▶ [Passage provided]:
High-dimensional Bayesian Optimisation on Expensive Simulators

MSc Thesis

If you build a computationally expensive simulation (of entire economies, climate systems, brains, disease spread, galaxies, text), and it has a number of hyperparameters which you need to tune (interest rates, number of synaptic connections per neuron, vaccination rates, the Hubble constant \(H_0\), number of attention heads), how do you do this?

The volume of your parameter space will grow exponentially with every hyperparameter. Say you want to test at least 10 values for each hyperparameter, across 10 parameters. If you want to explore every combination, that’s immediately \( 10^{10} \) (10 billion)!

On top of this, if one run of your simulation takes 100 seconds (which seems modest), the total runtime will be \( 10^{10} * 100 \) seconds, or, in other words, 31,710 years!

Of course, we might be able to distribute these runs across compute nodes, having access to \( 10^6 \) nodes would reduce the runtime to around 12 days. But, this would be, in most situations, prohibitively expensive.

Can we be smarter about how we explore this parameter space? Do we need all \( 10^{10} \) samples, or can we get an acceptable loss value with fewer?

▶ [Record excerpts]:
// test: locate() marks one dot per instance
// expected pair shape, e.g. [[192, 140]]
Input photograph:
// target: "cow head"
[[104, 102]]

▶ [Work item]: Decide whether each statement agrees with the thesis introduction, answering yes or no and quoting the words of the text that settle it. 1. The volume of the parameter space grows linearly with each added hyperparameter. 2. A 100-second simulation run, repeated for every combination, would take 31,710 years in total. 3. Spreading the runs across compute nodes would be affordable in most situations. The records can be skipped.

▶ [Solved exercise]:
1. No: "The volume of your parameter space will grow exponentially with every hyperparameter."
2. Yes: "or, in other words, 31,710 years!"
3. No: "But, this would be, in most situations, prohibitively expensive."